▶ _RECORDS PROVIDED_
——

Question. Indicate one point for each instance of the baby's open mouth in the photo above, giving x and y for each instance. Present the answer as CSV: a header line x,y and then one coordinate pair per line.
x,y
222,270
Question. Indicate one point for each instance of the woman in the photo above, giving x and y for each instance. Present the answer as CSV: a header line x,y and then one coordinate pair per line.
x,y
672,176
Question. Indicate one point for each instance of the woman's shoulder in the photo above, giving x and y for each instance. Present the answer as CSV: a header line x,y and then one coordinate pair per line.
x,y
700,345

——

An exact reproduction of all the records is required.

Question. Indicate one point for each instance of the baby's open mouth in the photo above, giving x and y for each instance. Present the answer as CSV: a header line x,y and then one coordinate pair per line.
x,y
222,270
Question. Indicate one point for each instance of the woman in the photo above, giving x and y for each instance. Present the answer as CSV: a header line x,y and then one coordinate pair per line.
x,y
672,176
Question. Indicate one point for each instance of the woman's shoulder in the photo above, giving x and y for each instance. Present the answer as CSV: a header line x,y and then one coordinate pair per line.
x,y
700,345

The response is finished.